Seu objetivo
Quais espécies icônicas o trecho citado aponta como ameaçadas pelos conflitos entre pastores e animais selvagens?

Trecho citado
Nesses locais, comunidades pastoris pastam camelos, iaques e outros animais em grandes extensões de terra. O problema é que, muitas vezes, os parentes selvagens desses animais vivem nas proximidades, e machos selvagens enormes e movidos a testosterona podem tentar acasalar com parentes domésticos ou domesticados.
Tanto os animais quanto as pessoas perdem nesses encontros. Pastores que tentam proteger seu rebanho doméstico correm o risco de ferimentos, traumas emocionais, perdas econômicas e, às vezes, morte. Intrusos selvagens podem ser deslocados, assediados ou mortos.
Esses conflitos ameaçam espécies icônicas e ameaçadas de extinção, incluindo iaques selvagens tibetanos, camelos selvagens de duas corcovas e elefantes da floresta da Ásia. Se as espécies selvagens forem protegidas, os pastores podem ser proibidos de persegui-las ou machucá-las, mesmo em legítima defesa.

Material extraído
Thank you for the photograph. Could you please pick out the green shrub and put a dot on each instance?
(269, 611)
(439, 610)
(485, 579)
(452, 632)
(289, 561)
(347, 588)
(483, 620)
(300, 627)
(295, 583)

Resultado do exercício
Iaques selvagens tibetanos, camelos selvagens de duas corcovas e elefantes da floresta da Ásia.